━━━━━ Page excerpt

Answer by Lisa L. Watts:
I have done some teaching related to anthropology, and here is what I would suggest.
– Start with an introduction to the BIG concepts that drive anthropological thinking, like culture, context and situation, as well as emic/etic or inside out or outside in approaches. Also, thick description, deep hanging out, establishing camaraderie, subjectivity, observer effects, etc. I'd also cover social science more broadly and how it differs from 'hard' or physical science (I come from the socio-cultural perspective mainly). Also, core areas of focus like kinship and social networks, etc. Being an anthropologist is a lot about the scientific world-view we support, so getting students into the right epistemic frame for understanding the anthropological perspective is really important.
– Defining the various branches of anthropology – socio-cultural, physical, archaeology, paleontology, evolutionary biology, cyborg anthropology, food anthropology, medical anthropology, applied anthropology, primate studies, linguistics, etc. and discussing some of the merits/challenges of each.

━━━━━━━━━━
━━━━━ Dataset

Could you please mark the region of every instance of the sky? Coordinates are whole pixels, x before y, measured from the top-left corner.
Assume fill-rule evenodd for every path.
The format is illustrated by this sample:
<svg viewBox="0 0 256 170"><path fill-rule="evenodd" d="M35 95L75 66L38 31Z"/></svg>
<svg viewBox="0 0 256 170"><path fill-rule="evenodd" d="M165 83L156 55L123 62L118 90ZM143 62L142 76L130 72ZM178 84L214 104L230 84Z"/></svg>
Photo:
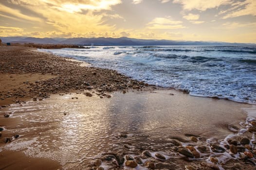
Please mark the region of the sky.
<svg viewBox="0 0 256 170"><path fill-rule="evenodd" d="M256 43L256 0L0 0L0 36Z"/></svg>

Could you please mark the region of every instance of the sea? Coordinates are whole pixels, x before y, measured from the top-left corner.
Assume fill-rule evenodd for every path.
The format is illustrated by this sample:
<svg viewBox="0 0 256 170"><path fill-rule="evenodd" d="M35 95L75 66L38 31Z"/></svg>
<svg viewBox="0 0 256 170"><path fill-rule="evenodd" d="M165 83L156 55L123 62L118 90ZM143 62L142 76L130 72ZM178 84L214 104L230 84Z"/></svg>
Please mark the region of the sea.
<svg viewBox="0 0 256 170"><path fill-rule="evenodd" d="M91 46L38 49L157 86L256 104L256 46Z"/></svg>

━━━━━━━━━━
━━━━━ Dataset

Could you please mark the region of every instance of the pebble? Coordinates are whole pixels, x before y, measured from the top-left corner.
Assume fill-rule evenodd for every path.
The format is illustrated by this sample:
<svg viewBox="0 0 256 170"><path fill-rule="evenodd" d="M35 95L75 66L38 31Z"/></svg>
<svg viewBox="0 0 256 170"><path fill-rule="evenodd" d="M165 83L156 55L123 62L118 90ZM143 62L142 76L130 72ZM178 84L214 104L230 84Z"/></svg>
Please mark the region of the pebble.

━━━━━━━━━━

▶ **Directions**:
1 – Translate this sentence from the text on teaching anthropology into Spanish: "I have done some teaching related to anthropology, and here is what I would suggest."
2 – Pick up the text on teaching anthropology after its last sentence and carry it forward.

▶ **Solved problems**:
1 – He impartido algunas clases relacionadas con la antropología, y esto es lo que sugeriría.

2 –
– Coverage of the core methods used by anthropologists (ethnography, virtual ethnography, visual ethnography, participant observation, qualitative research, quantitative research, etc.). Modern examples are great as these methods are constantly evolving.
– Evaluation of some case studies of anthropological approaches used in academic work, commercial work, etc. I would start with contemporary projects rather than diving too deep into the projects that fueled anthropological roots. Cover the Proctor and Gamble project that led to the Swiffer, ethnographies of progress, social change fueled by fieldwork, modern paleontological discoveries, etc. Sorry, but some of the old stuff is so, so dry and really out of date (especially the fossil record, primate studies, colonial nostalgia, etc).
– Finally, I would cover the history of anthropology. I think too many courses start with that stuff, and while useful context, I think it's better to start with 'how is anthropology useful and utilized today?'. I also think the driving concepts can be de-coupled from the anthropologists that pioneered them, at least in the beginning. Once the concepts are internalized, the history and specific work (and responses to the work) of say, Malinowski and Mead, are better understood.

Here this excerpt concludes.